To do
The entries below are to be copied exactly, with nothing left out.

Information supplied
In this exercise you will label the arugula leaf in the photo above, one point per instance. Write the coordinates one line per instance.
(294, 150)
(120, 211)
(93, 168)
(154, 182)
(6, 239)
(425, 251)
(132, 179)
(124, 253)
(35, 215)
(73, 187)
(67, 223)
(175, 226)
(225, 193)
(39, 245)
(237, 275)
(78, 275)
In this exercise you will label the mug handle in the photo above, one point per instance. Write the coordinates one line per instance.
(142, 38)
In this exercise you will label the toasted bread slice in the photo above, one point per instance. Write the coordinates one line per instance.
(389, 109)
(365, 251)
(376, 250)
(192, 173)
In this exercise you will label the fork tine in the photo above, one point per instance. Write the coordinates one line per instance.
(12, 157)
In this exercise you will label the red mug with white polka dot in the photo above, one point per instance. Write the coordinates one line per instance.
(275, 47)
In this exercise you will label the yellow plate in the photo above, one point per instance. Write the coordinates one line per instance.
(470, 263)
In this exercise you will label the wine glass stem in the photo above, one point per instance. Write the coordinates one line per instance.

Output below
In this exercise you will label the arugula leaf in the photo above, one point per instance. Write the coordinates one line per instance.
(294, 150)
(120, 211)
(93, 168)
(154, 182)
(6, 239)
(425, 251)
(132, 179)
(124, 253)
(35, 215)
(73, 187)
(67, 223)
(175, 226)
(225, 193)
(39, 245)
(237, 275)
(78, 275)
In this exercise you will label the mug handle in the photo above, one point per instance. Write the coordinates one line per instance.
(142, 38)
In this exercise you will label the toasted bread slice in the photo above, one point per instance. Write the coordinates one line per instance.
(389, 109)
(365, 251)
(376, 250)
(192, 173)
In this exercise you will label the fork tine in the photo above, one point per instance. Write the coordinates one line per instance.
(12, 157)
In this exercise you will label the red mug with white polka dot in the photo above, one point per instance. Write the coordinates one line per instance.
(275, 47)
In this exercise you will label the yellow plate in the photo above, one point per instance. Write the coordinates one line per instance.
(470, 263)
In this exercise you will label the wine glass stem in the photo above, one point per instance. Write the coordinates one line per instance.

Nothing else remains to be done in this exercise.